# LISTA DE ACTIVIDADES
1. Contesta con datos del texto para analizar:
(a) ¿Dónde instalaron los marines el primer campamento?
(b) ¿Cuántos días duró la búsqueda de la cuarta bomba H?
(c) ¿Con qué amenazaron los pescadores de Villaricos tras 15 días sin poder botar las barcas?
2. Resume en forma de lista el párrafo del texto para analizar que empieza «El pueblo contempló atónito», sin perder sus datos principales.

# TEXTO PARA ANALIZAR
▼

Entraron ya de noche por la carretera de Vera, acompañados del capitán de la Guardia Civil, Calín. Vieron el pueblo sin luz: la metralla había cortado los cables y al dueño del bar le confiscaron una lámpara de petróleo. Los marines instalaron el primer campamento junto al río, sobre bancales de habas y tomateras. Por la mañana, un intenso ruido de motores despertó a lo vecinos. Llegaban caravanas de camiones militares, helicópteros y avionetas cruzaban el cielo, como si fuera el Desembarco de Normandía.
El pueblo contempló atónito aquel despliegue de fuerzas, inédito en tiempos de paz. Llegaron periodistas y curiosos, pero ya se había empezado a acordonar la zona afectada y las palabras claves era top secret y no comment.Empezaron a encalar las fachadas de las casas y a quemar la ropa y se prohibió consumir los restos de la cosecha, ni siquiera podían utilizar el pienso para los animales. Los americanos parecían dispuestos a pagar lo que fuese por suspender las tareas agrícolas y pesqueras.
Hasta el domingo no apareció el Gobernador Gutiérrez Egea a quien los vecinos les reclamaron compensaciones por la cebada, por los tomates perdidos, por las lechugas, los pastos. El jerarca dijo: ¡no quiero que estaféis a los american0s, por esa cifra compro el pueblo! cuando le pidieron 39 millones de pesetas.
Empezó así el valle de lágrimas del vecindario por un suceso del que ninguna culpa tenían. Los pescadores de Villaricos, a los 15 días de no poder botar las barcas, hicieron un motín y amenazaron con quemar el campamento Wilson si no recibían un dinero urgente para comer. Al poco hubo reparto de alimentos de los americanos en la Plaza de la barriada cuando la gente empezaba a sentir hambre pura.
Se llevaron los hombres de Wilson 1.7000 toneladas de tierra radioactiva vía Cartagena para enterrarla en Carolina del Sur. “Ya está resuelto el problema”, exclamaron.




Por un plato de lentejas




La cuarta bomba H no aparecía ni por mar ni por tierra y la operación Flecha Rota no podía concluir. 80 días duró la búsqueda con los buques de la VI Flota americana desplegada por el estuario del Almanzora, hasta que la pericia de Francisco Simó, el pescador de Aguilas, puso sobre la pista al almirante Guest.
El submarino de bolsillo Alvin pudo izar el artefacto, que hoy está en el Museo Nuclear de Arizona, hasta el buque Petrel. Era Jueves Santo, 7 de abril, y los americanos mostraron al mundo el hallazgo en las primeras páginas de los periódicos, con Wilson y Guest a la cabeza, acampados del general Montel. Como llegaron se fueron, los militares del Lyndon Johnson, mientras Franco y Muñoz Grandes vendieron todo ese mastodóntico siniestro por un plato de lentejas. Muchos aprovecharon para hacer negocio: barberos, zapateros, limpiabotas, vendedores de telas, taxistas y comerciantes de ultramarinos que se llegaban hasta el campamento Wilson para ganar unos dólares.

▲

# INFORMACIÓN REGISTRADA

▼

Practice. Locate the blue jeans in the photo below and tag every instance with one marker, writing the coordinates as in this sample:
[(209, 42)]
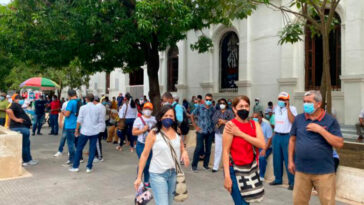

▲

# RESULTADOS DEL EJERCICIO
1.
(a) Junto al río, sobre bancales de habas y tomateras.
(b) 80 días.
(c) Con quemar el campamento Wilson si no recibían un dinero urgente para comer.

2.
- El pueblo vio con asombro un despliegue de fuerzas inédito en tiempos de paz.
- Llegaron periodistas y curiosos, pero la zona afectada ya se estaba acordonando y las palabras clave eran «top secret» y «no comment».
- Se encalaron las fachadas de las casas y se quemó la ropa.
- Se prohibió consumir los restos de la cosecha y usar el pienso para los animales.
- Los americanos parecían dispuestos a pagar lo que fuese por suspender las tareas agrícolas y pesqueras.